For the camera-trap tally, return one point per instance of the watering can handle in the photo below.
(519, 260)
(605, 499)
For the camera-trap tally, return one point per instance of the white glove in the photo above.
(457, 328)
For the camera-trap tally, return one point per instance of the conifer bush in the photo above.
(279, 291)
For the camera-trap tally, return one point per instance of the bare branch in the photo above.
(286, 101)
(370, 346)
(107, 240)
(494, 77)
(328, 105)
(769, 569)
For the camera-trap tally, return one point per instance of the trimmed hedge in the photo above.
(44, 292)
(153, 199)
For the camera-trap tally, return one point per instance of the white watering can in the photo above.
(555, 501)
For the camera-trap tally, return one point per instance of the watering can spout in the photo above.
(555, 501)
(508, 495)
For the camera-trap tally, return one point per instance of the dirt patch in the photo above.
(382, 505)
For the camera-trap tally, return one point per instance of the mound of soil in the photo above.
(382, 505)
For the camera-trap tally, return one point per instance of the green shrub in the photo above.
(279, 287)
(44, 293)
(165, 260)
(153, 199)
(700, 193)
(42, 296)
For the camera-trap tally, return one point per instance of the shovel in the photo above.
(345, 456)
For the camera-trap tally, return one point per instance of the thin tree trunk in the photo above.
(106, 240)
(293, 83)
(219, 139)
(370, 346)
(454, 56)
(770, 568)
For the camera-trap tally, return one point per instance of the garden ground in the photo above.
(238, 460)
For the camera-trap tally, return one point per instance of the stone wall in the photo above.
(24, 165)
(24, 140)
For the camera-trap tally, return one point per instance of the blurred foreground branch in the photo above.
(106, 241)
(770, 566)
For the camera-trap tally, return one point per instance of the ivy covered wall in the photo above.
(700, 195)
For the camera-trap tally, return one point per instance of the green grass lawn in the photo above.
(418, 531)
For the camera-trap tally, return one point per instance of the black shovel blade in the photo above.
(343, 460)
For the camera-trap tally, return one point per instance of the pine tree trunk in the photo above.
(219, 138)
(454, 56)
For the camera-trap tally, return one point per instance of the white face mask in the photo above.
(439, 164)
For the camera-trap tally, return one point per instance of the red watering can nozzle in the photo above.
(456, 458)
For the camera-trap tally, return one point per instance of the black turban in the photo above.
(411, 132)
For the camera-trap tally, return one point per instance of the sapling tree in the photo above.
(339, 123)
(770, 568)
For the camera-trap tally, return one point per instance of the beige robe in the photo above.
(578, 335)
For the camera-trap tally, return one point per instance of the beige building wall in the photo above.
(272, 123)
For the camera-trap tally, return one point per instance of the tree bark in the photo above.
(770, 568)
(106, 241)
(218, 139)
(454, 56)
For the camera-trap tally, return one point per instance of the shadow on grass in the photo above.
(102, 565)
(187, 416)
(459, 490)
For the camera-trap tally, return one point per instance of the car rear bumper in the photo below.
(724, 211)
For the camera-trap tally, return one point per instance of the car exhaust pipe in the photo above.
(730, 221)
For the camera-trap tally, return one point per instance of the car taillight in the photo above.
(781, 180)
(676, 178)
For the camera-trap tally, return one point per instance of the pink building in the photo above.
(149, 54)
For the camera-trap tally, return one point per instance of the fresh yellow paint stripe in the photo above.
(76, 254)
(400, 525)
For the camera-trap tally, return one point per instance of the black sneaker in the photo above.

Given instruction:
Write out every entry verbatim.

Task solution:
For the camera-trap tally, return one point per instance of the watering can handle in the photo below.
(519, 260)
(605, 499)
For the camera-trap tally, return one point per instance of the white glove in the photo above.
(457, 328)
For the camera-trap tally, return one point per instance of the conifer bush in the photo above.
(279, 291)
For the camera-trap tally, return one point per instance of the bare branch in the photo above.
(286, 101)
(370, 346)
(107, 240)
(494, 77)
(328, 105)
(769, 569)
For the camera-trap tally, return one point per instance of the trimmed hedge in the photo above.
(44, 292)
(153, 199)
For the camera-trap tally, return one point per instance of the white watering can in the photo above.
(555, 501)
For the camera-trap tally, return one point per instance of the watering can spout in the photo above.
(555, 501)
(508, 495)
For the camera-trap tally, return one point per instance of the dirt patch in the photo above.
(382, 505)
For the camera-trap tally, return one point per instance of the mound of soil in the photo above.
(382, 505)
For the camera-trap tally, return one point per instance of the green shrub in the photo above.
(279, 287)
(44, 293)
(165, 260)
(153, 199)
(700, 193)
(42, 296)
For the camera-trap tally, return one point per instance of the shovel in the photo above.
(345, 456)
For the camera-trap tally, return one point per instance of the thin tree trunk in the photo above.
(106, 240)
(293, 83)
(219, 139)
(370, 346)
(454, 56)
(770, 568)
For the camera-trap tally, return one point per instance of the garden ground in the photo above.
(238, 460)
For the camera-trap tally, return one point per instance of the stone wall in the photo above.
(24, 165)
(24, 140)
For the camera-trap tally, return one point per instance of the blurred foreground branch in the photo above.
(106, 241)
(770, 566)
For the camera-trap tally, return one point per instance of the ivy covered wall in the photo above.
(700, 195)
For the camera-trap tally, return one point per instance of the green grass lawn in the photo above.
(418, 531)
For the camera-trap tally, return one point per instance of the black shovel blade in the photo above.
(343, 460)
For the camera-trap tally, return one point per instance of the pine tree trunk in the photo above.
(219, 138)
(454, 56)
For the camera-trap tally, return one point per instance of the white face mask in the photo above.
(439, 164)
For the camera-trap tally, return one point per instance of the red watering can nozzle in the photo above.
(456, 458)
For the camera-trap tally, return one point per instance of the black turban in the photo above.
(411, 132)
For the camera-trap tally, return one point per instance of the sapling tree in the photo above.
(339, 123)
(770, 568)
For the camera-trap tally, return one point per instance of the beige robe in the photo above.
(578, 335)
For the camera-trap tally, return one point per instance of the beige building wall in the photo above.
(272, 123)
For the camera-trap tally, return one point per instance of the tree bark in the photo above.
(770, 568)
(106, 241)
(218, 139)
(454, 56)
For the camera-trap tally, return one point per instance of the shadow on grass in the photo above.
(102, 565)
(187, 416)
(459, 490)
For the camera-trap tally, return one point per instance of the car rear bumper in the photo below.
(724, 211)
For the camera-trap tally, return one point per instance of the car exhaust pipe in the photo above.
(730, 221)
For the camera-trap tally, return one point per instance of the car taillight in the photo above.
(781, 180)
(676, 178)
For the camera-trap tally, return one point per instance of the pink building in the photo above.
(149, 54)
For the camera-trap tally, return one point per instance of the fresh yellow paint stripe in the photo above.
(76, 254)
(400, 525)
For the camera-trap tally, return one point per instance of the black sneaker in the photo above.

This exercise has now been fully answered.